▶ **Dataset excerpts on object pointing**
— begin —

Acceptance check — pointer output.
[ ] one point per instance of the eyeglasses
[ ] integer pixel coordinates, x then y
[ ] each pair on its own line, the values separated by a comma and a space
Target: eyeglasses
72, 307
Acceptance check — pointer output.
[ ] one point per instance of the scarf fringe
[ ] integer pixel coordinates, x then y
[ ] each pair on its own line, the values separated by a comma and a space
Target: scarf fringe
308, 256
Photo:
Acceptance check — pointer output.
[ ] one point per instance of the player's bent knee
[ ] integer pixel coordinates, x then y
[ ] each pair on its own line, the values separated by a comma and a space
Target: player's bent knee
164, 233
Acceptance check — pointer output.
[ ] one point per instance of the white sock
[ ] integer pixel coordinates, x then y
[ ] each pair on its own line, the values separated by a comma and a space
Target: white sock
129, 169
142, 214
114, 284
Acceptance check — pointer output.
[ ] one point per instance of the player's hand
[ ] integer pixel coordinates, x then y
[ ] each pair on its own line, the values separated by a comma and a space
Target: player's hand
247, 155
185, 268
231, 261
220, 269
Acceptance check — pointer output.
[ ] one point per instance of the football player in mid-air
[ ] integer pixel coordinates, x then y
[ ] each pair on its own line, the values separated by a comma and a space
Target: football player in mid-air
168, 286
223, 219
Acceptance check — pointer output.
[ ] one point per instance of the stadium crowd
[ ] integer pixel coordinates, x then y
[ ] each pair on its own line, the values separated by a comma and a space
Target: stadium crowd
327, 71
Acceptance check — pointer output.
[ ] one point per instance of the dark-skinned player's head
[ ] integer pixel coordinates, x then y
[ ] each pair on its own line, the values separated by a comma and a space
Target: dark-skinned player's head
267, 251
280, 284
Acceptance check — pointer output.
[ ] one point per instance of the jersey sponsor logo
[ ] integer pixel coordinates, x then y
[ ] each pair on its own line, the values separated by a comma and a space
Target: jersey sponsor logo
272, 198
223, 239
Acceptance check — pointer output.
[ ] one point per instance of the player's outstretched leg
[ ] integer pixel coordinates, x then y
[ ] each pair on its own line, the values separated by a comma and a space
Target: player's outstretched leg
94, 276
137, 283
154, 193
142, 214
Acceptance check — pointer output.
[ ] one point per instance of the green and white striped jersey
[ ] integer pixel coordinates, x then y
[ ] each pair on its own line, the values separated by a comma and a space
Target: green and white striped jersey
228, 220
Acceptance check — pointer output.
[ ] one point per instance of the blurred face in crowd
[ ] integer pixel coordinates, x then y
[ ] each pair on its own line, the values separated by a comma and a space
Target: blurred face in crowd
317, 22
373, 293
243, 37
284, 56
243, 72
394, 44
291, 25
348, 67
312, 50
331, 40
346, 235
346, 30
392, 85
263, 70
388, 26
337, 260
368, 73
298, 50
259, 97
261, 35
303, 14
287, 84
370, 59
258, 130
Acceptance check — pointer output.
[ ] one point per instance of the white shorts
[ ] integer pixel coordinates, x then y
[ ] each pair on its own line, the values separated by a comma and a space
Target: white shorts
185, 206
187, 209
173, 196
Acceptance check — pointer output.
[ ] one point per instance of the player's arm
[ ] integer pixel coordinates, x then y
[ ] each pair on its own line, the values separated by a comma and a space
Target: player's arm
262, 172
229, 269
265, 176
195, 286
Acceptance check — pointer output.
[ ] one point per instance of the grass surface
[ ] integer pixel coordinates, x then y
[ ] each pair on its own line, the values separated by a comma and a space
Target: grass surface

— end —

▶ **Exercise task**
Copy down the whole of the data above, matching it exactly.

▶ **Expected answer**
Acceptance check — pointer output.
[ ] one point per instance of the eyeglasses
[ ] integer pixel coordinates, x then y
[ ] each pair on its own line, the values separated by a comma and a space
Target: eyeglasses
72, 307
Acceptance check — pointer output.
[ ] one point per instance of the scarf fringe
[ ] integer pixel coordinates, x then y
[ ] each pair on its own line, the values separated by a comma and a space
Target: scarf fringe
308, 256
Photo:
Acceptance check — pointer output.
[ ] one point per instance of the player's bent knee
[ ] integer pixel coordinates, x then y
[ ] each pair on its own line, the values separated by a comma and a space
Target: player's bent knee
164, 233
Acceptance check — pointer output.
[ ] one point per instance of the white sock
[ ] integer pixel coordinates, x then y
[ ] each pair on its own line, the values separated by a comma and a space
Target: white sock
129, 169
142, 214
114, 284
Acceptance check — pointer output.
[ ] one point per instance of the player's hand
[ ] integer pixel coordinates, x then y
[ ] each pair on its own line, the values separated by a comma and a space
Target: player's hand
247, 155
185, 268
231, 261
220, 269
Acceptance check — pointer output.
[ ] one point per instance of the football player in mid-air
[ ] integer pixel coordinates, x then y
[ ] each pair on its own line, the values separated by a comma and a space
Target: football player in mid-air
168, 286
223, 219
Acceptance check — pointer output.
[ ] one point per instance of the stadium crowd
[ ] integer pixel coordinates, x then y
[ ] each pair on its own line, the values separated by a comma and a space
Target: stadium crowd
327, 71
Acceptance check — pointer output.
[ ] one point per instance of the dark-skinned player's head
[ ] integer pixel coordinates, x then y
[ ] each pair on its own line, the values separated by a comma and a space
Target: dark-skinned player's head
267, 251
280, 284
Acceptance check — pointer output.
[ ] one point per instance of the jersey sponsor logo
[ ] integer pixel coordinates, x then y
[ ] each pair on its own line, the values separated by a comma and a space
Target: jersey sponsor logo
272, 198
223, 239
Acceptance check — pointer output.
[ ] one point per instance of the player's outstretched leg
[ ] integer pixel coordinates, x then y
[ ] each pair on its own line, the values separated by a comma and a space
Target: player's outstretched leg
94, 276
137, 283
154, 193
142, 214
Acceptance check — pointer output.
[ ] one point per instance of the green and white striped jersey
[ ] integer pixel coordinates, x then y
[ ] each pair on its own line, the values separated by a comma and a space
Target: green and white striped jersey
228, 220
Acceptance check — pointer output.
[ ] one point per instance of the blurred face in crowd
[ ] integer pixel coordinates, x then y
[ ] each pair on its own line, the values separated by a comma and a space
Target: blurred face in crowd
317, 22
373, 293
243, 37
284, 56
243, 72
394, 44
291, 25
348, 67
312, 50
331, 40
346, 235
346, 30
392, 85
263, 70
388, 26
337, 260
368, 73
298, 50
259, 97
261, 35
303, 14
287, 84
370, 59
258, 130
Acceptance check — pointer output.
[ ] one point per instance of the white shorts
[ ] integer pixel coordinates, x then y
[ ] each pair on its own line, the values separated by a comma and a space
Target: white shorts
185, 206
187, 209
173, 196
Acceptance check — pointer output.
[ ] one point per instance of the player's arm
[ ] integer pixel coordinates, x then y
[ ] each pair on its own line, the values separated by a comma and a space
Target: player's arm
262, 172
229, 269
265, 176
195, 286
Acceptance check — pointer output.
[ ] one point per instance of the grass surface
[ ] integer pixel coordinates, x then y
[ ] each pair on its own line, the values separated by a comma and a space
Target: grass surface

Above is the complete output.